Set task |
How many lines in the records below contain the word "blazer"? Reply with the number only.

Information provided |
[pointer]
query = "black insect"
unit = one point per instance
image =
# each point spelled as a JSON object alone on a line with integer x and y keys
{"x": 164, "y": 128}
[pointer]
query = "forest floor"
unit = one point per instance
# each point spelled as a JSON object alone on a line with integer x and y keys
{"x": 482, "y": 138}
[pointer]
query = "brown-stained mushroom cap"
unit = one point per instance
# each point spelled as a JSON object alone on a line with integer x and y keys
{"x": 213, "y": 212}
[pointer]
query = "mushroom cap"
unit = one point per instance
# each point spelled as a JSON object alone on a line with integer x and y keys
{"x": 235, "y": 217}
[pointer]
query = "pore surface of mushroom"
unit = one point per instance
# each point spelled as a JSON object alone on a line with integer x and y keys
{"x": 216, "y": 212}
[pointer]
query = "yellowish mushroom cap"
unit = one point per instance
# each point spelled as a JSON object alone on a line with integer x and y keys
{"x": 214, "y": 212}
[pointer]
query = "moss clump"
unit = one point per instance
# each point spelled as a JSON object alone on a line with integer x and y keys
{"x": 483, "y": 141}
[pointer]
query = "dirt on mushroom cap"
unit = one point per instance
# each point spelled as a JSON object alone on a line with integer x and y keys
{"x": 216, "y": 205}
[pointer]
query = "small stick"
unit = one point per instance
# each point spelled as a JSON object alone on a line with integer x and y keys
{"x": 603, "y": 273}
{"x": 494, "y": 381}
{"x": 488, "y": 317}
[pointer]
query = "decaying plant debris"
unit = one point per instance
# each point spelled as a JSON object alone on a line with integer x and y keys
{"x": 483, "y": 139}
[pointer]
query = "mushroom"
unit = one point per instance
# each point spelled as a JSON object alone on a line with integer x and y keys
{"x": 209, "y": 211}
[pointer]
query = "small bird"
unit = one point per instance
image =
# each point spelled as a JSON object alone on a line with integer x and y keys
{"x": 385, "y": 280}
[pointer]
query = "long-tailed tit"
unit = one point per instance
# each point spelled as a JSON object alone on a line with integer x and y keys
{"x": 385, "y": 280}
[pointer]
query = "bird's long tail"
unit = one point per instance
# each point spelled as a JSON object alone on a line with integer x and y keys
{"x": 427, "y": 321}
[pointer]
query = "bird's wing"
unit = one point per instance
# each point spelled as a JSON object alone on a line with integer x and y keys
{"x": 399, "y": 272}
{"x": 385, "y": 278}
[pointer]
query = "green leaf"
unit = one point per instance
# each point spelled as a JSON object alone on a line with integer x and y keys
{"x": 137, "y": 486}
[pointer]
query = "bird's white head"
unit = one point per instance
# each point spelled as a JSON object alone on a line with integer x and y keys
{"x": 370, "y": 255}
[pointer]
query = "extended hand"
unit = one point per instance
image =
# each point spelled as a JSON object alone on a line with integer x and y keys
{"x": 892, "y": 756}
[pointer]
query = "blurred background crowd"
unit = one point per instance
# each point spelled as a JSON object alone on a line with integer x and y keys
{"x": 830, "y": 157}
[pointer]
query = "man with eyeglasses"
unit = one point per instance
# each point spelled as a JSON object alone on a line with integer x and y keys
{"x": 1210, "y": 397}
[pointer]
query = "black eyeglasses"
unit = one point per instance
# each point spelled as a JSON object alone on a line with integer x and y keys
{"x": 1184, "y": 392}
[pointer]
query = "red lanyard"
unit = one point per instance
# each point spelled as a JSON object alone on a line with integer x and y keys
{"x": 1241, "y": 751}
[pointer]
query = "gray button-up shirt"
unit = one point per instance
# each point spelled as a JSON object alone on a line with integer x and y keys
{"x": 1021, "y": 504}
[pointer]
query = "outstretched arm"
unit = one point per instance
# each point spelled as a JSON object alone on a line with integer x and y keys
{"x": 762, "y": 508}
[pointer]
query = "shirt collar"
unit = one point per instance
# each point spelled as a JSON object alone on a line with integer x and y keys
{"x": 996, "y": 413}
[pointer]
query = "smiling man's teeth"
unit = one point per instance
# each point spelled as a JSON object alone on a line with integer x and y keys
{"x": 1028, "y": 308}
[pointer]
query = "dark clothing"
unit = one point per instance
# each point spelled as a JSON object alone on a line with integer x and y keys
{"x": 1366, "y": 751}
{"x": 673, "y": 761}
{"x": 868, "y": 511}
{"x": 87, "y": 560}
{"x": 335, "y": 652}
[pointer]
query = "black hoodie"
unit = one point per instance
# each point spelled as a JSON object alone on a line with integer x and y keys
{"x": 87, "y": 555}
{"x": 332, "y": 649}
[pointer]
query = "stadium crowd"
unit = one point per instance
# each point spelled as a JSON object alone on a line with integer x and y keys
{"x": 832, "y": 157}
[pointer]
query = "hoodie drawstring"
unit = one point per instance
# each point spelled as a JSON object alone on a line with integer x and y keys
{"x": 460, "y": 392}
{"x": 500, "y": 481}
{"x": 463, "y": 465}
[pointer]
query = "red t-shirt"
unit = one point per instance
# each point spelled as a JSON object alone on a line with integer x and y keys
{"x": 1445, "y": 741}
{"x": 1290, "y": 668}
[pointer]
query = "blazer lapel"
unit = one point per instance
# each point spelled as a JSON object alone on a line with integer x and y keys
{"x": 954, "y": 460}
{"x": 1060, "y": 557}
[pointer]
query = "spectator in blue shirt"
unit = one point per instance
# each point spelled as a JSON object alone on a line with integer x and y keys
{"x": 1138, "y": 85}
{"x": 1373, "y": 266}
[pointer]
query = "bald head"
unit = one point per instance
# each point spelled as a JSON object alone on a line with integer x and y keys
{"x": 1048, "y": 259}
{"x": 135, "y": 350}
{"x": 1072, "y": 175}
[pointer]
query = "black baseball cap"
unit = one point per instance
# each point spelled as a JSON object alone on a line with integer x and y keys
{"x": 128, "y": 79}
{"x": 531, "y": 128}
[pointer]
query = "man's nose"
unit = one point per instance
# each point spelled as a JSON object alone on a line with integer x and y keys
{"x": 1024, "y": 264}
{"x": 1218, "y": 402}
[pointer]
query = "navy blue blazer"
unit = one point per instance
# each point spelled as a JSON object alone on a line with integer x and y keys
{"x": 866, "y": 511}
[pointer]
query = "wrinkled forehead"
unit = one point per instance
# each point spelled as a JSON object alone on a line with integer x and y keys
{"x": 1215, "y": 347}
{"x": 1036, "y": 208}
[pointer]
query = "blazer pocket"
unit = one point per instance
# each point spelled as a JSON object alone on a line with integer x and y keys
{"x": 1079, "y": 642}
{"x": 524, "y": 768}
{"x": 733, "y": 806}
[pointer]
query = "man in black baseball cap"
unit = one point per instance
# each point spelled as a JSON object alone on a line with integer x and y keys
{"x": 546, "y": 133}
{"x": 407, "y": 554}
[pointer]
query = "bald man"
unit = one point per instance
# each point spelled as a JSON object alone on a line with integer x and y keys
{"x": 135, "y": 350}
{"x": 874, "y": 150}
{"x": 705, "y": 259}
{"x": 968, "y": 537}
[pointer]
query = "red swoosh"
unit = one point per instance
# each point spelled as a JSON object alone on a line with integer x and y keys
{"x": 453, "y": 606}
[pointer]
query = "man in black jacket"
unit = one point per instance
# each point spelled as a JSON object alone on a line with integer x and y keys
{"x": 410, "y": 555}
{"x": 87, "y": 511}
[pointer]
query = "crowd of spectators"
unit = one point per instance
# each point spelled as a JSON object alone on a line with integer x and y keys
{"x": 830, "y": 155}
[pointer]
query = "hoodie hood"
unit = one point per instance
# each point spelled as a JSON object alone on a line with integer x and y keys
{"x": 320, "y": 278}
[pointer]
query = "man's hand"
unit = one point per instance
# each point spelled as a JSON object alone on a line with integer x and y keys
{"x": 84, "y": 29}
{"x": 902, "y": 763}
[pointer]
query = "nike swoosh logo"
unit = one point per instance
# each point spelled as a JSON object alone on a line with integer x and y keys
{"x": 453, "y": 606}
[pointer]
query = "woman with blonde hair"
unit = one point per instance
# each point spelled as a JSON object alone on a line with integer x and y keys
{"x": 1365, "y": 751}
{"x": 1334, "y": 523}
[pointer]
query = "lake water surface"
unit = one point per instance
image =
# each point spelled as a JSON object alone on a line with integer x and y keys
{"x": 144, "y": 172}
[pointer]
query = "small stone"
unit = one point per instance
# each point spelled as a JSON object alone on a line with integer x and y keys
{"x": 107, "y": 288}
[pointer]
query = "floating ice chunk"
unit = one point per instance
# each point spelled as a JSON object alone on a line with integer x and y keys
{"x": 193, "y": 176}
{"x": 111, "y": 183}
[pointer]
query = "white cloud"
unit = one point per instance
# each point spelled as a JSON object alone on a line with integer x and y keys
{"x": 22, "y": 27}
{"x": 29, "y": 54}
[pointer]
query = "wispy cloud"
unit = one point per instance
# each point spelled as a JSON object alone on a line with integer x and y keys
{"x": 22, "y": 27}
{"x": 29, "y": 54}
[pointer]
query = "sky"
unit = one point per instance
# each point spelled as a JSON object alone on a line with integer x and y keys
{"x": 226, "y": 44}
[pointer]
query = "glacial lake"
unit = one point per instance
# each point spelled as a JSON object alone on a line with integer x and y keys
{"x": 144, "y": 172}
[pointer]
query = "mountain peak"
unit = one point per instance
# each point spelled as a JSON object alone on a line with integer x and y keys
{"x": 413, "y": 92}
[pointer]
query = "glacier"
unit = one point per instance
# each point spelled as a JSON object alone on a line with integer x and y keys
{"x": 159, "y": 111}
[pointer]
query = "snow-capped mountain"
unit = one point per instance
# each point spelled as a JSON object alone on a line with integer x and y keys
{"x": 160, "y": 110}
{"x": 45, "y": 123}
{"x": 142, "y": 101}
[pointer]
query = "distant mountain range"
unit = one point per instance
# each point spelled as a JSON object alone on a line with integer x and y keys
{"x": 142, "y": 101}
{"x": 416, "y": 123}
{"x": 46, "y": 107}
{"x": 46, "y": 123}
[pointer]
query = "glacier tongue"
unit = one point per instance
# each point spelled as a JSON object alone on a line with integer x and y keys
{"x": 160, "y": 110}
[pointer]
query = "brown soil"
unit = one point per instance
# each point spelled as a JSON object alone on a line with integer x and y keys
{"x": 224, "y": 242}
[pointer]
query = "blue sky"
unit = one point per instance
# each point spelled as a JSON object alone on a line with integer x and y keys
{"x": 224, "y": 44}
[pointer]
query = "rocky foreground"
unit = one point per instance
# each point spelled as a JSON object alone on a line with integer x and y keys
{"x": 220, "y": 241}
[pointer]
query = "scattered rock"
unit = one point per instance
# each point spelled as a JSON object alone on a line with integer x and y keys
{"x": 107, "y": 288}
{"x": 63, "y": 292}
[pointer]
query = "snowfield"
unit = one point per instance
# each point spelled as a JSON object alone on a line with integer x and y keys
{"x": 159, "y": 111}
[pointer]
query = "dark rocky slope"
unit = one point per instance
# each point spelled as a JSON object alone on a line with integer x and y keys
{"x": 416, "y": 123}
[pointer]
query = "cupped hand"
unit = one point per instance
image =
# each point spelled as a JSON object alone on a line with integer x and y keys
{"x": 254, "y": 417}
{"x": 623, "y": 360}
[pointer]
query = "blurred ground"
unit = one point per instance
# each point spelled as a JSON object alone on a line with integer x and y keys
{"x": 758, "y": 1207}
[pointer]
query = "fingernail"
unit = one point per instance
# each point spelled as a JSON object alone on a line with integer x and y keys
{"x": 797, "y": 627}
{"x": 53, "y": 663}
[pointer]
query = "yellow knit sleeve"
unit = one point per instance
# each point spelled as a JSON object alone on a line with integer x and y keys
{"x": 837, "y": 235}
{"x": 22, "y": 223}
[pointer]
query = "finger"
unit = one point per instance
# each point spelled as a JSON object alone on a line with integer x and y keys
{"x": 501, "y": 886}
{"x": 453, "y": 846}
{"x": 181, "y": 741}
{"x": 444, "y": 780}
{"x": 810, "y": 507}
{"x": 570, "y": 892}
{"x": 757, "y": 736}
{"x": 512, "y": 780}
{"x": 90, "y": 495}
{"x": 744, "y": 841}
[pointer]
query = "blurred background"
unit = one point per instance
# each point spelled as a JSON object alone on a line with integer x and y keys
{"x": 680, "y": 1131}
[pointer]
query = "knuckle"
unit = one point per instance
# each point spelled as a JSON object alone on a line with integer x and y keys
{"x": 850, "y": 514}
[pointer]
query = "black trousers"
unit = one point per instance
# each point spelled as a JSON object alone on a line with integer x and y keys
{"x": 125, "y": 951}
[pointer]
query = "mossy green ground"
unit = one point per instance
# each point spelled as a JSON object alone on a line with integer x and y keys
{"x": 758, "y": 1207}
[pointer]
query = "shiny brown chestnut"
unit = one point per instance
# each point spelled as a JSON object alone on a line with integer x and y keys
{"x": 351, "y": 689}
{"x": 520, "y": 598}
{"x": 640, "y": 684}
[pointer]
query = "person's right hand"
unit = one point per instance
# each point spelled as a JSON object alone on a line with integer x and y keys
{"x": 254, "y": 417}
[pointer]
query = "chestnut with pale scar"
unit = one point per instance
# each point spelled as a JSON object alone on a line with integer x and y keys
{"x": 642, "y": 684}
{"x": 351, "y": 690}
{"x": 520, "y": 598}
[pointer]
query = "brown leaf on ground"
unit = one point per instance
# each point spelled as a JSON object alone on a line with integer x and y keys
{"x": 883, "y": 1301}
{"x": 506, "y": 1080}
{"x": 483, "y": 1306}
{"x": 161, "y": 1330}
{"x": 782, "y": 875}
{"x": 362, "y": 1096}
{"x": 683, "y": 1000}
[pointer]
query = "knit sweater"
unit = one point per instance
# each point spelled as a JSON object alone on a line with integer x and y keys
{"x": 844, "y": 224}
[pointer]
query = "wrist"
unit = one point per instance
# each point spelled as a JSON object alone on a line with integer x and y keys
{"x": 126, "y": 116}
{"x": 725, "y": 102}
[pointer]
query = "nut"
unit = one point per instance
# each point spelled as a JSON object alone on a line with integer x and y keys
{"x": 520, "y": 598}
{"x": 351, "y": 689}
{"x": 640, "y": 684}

Correct result |
3